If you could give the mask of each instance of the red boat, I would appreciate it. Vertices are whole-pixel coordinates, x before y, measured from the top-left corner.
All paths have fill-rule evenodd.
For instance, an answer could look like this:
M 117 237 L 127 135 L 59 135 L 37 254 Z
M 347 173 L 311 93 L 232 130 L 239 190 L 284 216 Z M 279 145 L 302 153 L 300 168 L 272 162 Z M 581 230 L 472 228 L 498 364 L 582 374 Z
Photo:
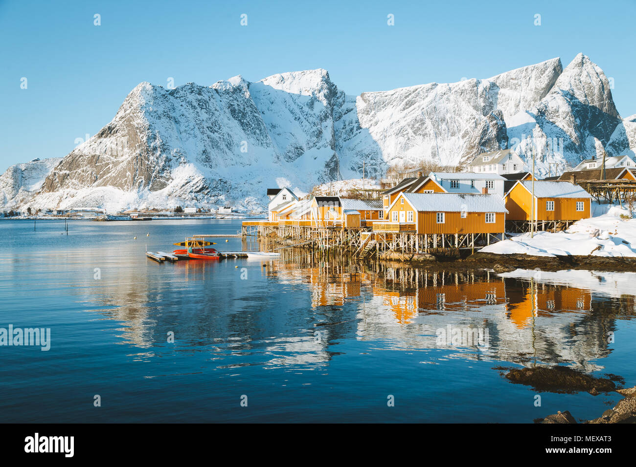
——
■ **Exercise**
Output every line of the rows above as a JSON list of strings, one string per line, with blank lines left out. Leave the pictures out of the answer.

■ **Right answer**
[
  "If you could give the mask of each instance of the red boat, I would appreciate it. Vertices are whole-pixel coordinates, x before y, measured from the top-left corner.",
  "All paths have fill-rule evenodd.",
  "For instance, an answer could look like this:",
  "M 117 237 L 127 135 L 59 135 L 37 254 Z",
  "M 347 173 L 311 93 L 232 130 L 239 190 L 284 216 Z M 279 145 L 302 153 L 300 168 L 272 162 Z M 581 230 L 472 228 L 498 364 L 582 374 Z",
  "Photo:"
]